* [ЗАДАНИЕ 1]:
Ответьте по фрагменту о героях Фаулза на три вопроса:
(а) Какие ключевые концепты Миранды выявлены на когнитивном уровне?
(б) В какую эпоху развиваются события романа «Женщина французского лейтенанта»?
(в) По какому принципу строится этот роман?
* [ЗАДАНИЕ 2]:
Воспроизведите без изменений отрывок из фрагмента о героях Фаулза, начиная со слов «Как мы видим, эти» и заканчивая словами «(Fowles, 1998: 195).» включительно.

* [ЦИТИРУЕМЫЙ ТЕКСТ]:
┄┄┄┄┄┄
В своем дневнике Миранда не раз употребляет образ Ч.В. (G.P.), который помогает ей обрести новую сущность. Сама героиня говорит, что Ч.В. заставил ее принять новые принципы «newprinciples», посвятив свою жизнь служению искусству.

Однако появляется еще одна «сила», которая является причиной метаморфоз Миранды, в лице Калибана:

(37) «…I hate the way I have changed. I accept too much. To begin with I thought I must force myself to be matter-of-fact, not let his abnormality take control of the situation. Hes getting me to behave eхactly as he wants…» (Fowles, 1998).

Как мы видим, эти изменения не нравятся Миранде, она старается бороться, не сдаваться.

Рассмотрев языковую личность девушки на когнитивном уровне, мы обнаруживаем, что исходя из частотности лексических единиц, относящихся к определённым тематическим группам, ключевыми концептами для неё являются свобода и свет как её символ.

В речи Миранды мы встречаем группы лексем, которые так или иначе связаны со светом: «light», «daylight», «nightlights», «sun», «shine», «God», «sunlight,» « white», «starlight», «key hole full of light», «artificial light», «flashlight».

Она любит жизнь и полна желания жить во что бы то ни стало. Она готова идти на жертвы ради такой желанной свободы.

(38) «…I would have gone to bed with him that night. If he had asked. If he had come and kissed me. Not for his sake, but for being alives» (Fowles, 1998: 195).

(39) «I love life so I nurr know how much I wanted to live
wanted to live, before...» (Fowles, 1998: 149) .
Образ Миранды многосложен и интересен. Выявить все его стороны позволяет анализ всех уровней её языковой личности.

.2 Языковые личности персонажей и повествователя в романе «Женщина французского лейтенанта»

Роман «Женщина французского лейтенанта» был написан в шестидесятые годы двадцатого века, однако события в романе развиваются в Викторианскую эпоху, что отражается на характеристике героев, раскрытии их внутреннего мира. «Женщина французского лейтенанта» - это не исторический роман, в нем нет описания исторических событий, все персонажи вымышлены, хотя в произведении Фаулза переданы реалии быта того времени.

Роман строится по зеркальному принципу. Но мы наблюдаем это зеркало с точки зрения времени, ретроспективы. Двадцатый век является центром соприкосновения времен. Так мы можем сказать, что данное произведение представляет собой синтез временных пространств, характеризующийся наложением временных пластов. Все персонажи данного произведения живут во времена Викторианской Англии, повествователь же является человеком современным. Мы можем судить об этом по его речи, по реалиям, которые он использует для описания героев. Автор не только погружает читателя в прошлое

(40) «…But you forget we are in the year 1867…» (Fowles, 2006),

но и постоянно возвращает его в современность. Он использует для этого реалии современной науки, изобретения и события, такие как камера, фильмы, атомный взрыв, радиоактивность, события Второй мировой войны.
┄┄┄┄┄┄
* [ИСХОДНЫЙ МАТЕРИАЛ]:
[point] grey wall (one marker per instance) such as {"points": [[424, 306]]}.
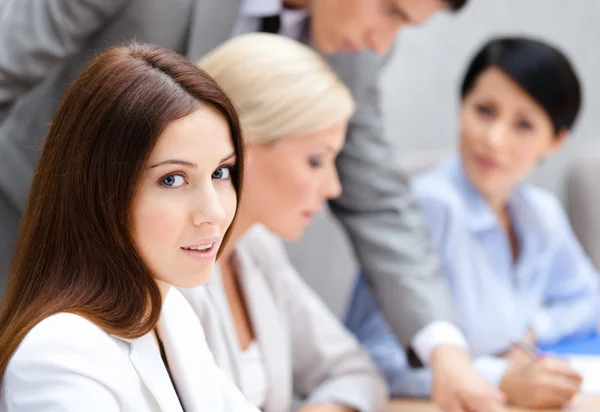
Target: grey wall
┄┄┄┄┄┄
* [РЕШЕНИЕ ЗАДАЧИ 1]:
(а) Свобода и свет как её символ.
(б) В Викторианскую эпоху.
(в) По зеркальному принципу.

* [РЕШЕНИЕ ЗАДАЧИ 2]:
Как мы видим, эти изменения не нравятся Миранде, она старается бороться, не сдаваться.

Рассмотрев языковую личность девушки на когнитивном уровне, мы обнаруживаем, что исходя из частотности лексических единиц, относящихся к определённым тематическим группам, ключевыми концептами для неё являются свобода и свет как её символ.

В речи Миранды мы встречаем группы лексем, которые так или иначе связаны со светом: «light», «daylight», «nightlights», «sun», «shine», «God», «sunlight,» « white», «starlight», «key hole full of light», «artificial light», «flashlight».

Она любит жизнь и полна желания жить во что бы то ни стало. Она готова идти на жертвы ради такой желанной свободы.

(38) «…I would have gone to bed with him that night. If he had asked. If he had come and kissed me. Not for his sake, but for being alives» (Fowles, 1998: 195).